* [Problem to work on]:
Restate every line of the material, word for word.

++++++++++++++++++++

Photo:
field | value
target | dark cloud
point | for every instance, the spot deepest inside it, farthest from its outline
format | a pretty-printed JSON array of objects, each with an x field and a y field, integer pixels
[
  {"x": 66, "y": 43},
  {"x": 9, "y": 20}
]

++++++++++++++++++++

* [Result for this exercise]:
Photo:
field | value
target | dark cloud
point | for every instance, the spot deepest inside it, farthest from its outline
format | a pretty-printed JSON array of objects, each with an x field and a y field, integer pixels
[
  {"x": 66, "y": 43},
  {"x": 9, "y": 20}
]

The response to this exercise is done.